Arbus, como la inmensa mayoría de los artistas plásticos, miente y se miente cada vez que trata de dar cuenta teórica de su trabajo. Existe en sus escritos una justificación falaz de la reiteración en el monstruo –«somos como ellos»– tanto como una justificación falaz de la fotografía –«la imagen niega cualquier sentido de la utilidad»–. En realidad todo el trabajo de Arbus es una última vuelta de tuerca al interés por el monstruo, pero de lo que trata de apropiarse aquí el espectador, más que de la naturaleza anómala, es de la intimidad anómala. Queremos ver el corazón del monstruo, no para exponernos (como dice Arbus) a la revelación de que el corazón del monstruo sea semejante al nuestro, sino para sentir nuestro deseo de que lo sea, porque en el fondo de nuestro corazón nos sabemos ya monstruos y solo precisamos de una imagen que corrobore esa intuición.

Registros aportados —

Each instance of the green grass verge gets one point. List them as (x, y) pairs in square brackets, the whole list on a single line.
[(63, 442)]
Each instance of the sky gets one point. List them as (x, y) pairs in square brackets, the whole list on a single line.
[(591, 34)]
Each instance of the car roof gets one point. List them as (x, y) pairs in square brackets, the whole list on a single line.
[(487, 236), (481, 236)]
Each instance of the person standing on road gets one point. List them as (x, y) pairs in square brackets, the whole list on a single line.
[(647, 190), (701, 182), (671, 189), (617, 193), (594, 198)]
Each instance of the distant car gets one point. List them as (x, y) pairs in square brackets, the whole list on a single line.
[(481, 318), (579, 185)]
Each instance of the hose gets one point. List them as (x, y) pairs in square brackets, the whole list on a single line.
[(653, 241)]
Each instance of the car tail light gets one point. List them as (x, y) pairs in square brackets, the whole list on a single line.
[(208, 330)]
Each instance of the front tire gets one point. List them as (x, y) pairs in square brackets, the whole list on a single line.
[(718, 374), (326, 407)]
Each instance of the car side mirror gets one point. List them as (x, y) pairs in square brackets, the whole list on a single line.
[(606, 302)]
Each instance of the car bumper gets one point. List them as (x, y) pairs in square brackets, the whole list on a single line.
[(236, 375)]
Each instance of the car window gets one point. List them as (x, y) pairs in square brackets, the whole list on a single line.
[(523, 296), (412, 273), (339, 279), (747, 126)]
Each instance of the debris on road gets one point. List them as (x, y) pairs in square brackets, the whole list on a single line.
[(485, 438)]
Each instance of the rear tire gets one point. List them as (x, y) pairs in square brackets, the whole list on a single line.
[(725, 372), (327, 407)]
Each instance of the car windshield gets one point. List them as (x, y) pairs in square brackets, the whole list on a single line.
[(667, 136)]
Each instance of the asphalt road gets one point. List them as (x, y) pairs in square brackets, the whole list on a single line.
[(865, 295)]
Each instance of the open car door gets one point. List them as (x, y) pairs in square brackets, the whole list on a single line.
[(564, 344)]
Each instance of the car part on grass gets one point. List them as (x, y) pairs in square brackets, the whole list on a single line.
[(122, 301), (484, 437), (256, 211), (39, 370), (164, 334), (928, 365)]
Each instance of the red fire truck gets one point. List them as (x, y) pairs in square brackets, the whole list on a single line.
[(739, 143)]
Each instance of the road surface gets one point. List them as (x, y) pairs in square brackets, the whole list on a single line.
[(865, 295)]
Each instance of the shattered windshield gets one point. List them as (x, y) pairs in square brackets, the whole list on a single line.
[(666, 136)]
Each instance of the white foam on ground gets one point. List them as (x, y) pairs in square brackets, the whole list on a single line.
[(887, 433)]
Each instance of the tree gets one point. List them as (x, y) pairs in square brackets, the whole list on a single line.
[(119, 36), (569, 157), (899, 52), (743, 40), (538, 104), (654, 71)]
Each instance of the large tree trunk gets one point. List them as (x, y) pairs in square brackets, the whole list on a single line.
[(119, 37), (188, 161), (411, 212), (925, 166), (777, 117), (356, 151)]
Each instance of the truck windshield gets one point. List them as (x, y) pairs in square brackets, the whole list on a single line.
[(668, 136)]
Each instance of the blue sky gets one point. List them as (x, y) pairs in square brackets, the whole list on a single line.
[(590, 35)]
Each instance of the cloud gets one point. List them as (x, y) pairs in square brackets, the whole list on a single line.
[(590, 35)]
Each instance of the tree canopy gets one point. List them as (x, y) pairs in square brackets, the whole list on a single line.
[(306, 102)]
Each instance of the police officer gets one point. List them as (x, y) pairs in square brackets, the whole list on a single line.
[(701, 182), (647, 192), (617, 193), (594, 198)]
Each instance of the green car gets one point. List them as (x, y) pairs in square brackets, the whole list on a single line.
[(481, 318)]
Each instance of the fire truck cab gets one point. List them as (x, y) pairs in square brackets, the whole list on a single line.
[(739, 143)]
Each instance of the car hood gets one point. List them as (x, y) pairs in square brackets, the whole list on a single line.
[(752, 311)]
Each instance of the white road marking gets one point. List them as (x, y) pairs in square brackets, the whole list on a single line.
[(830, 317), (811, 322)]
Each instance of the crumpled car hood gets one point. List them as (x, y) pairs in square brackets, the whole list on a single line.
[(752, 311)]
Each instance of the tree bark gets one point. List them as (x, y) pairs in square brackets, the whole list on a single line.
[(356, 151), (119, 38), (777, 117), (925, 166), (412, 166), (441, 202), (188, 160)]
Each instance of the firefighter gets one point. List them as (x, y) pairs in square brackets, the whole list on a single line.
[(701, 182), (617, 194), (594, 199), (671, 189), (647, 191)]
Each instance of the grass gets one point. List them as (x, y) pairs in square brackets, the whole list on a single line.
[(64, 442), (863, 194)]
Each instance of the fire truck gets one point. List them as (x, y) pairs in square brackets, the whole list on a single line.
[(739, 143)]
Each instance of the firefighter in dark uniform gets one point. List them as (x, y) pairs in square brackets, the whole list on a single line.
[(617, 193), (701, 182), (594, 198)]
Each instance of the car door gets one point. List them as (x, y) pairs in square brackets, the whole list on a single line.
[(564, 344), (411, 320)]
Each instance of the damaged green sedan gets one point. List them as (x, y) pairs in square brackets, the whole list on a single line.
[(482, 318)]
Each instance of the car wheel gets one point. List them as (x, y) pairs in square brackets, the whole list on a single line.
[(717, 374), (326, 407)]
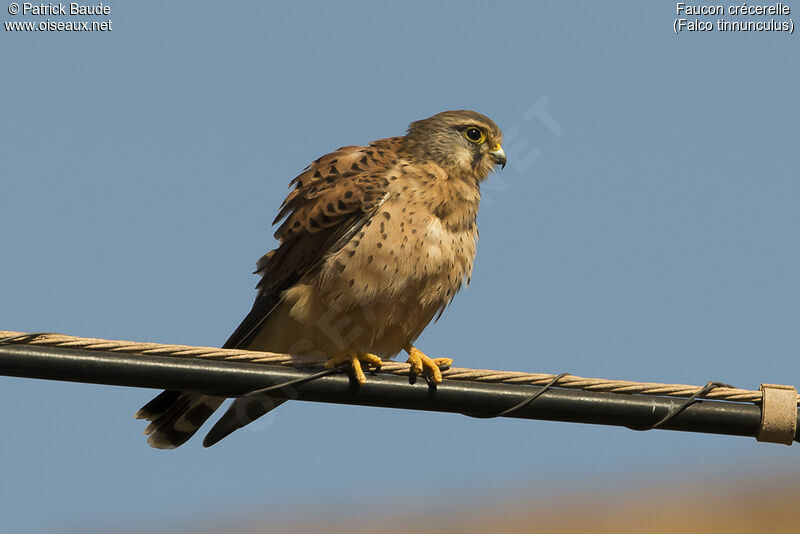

Tarea A — Enumera, en su orden de aparición, todas las formas verbales conjugadas en primera persona del plural que figuran en el fragmento proporcionado.
Tarea B — Indica cuántas líneas de los registros contienen la cadena "firefighter", distinguiendo entre mayúsculas y minúsculas. Responde solo con el número.

Respuesta completa A — somos, Queremos, sabemos, precisamos

Respuesta completa B — 2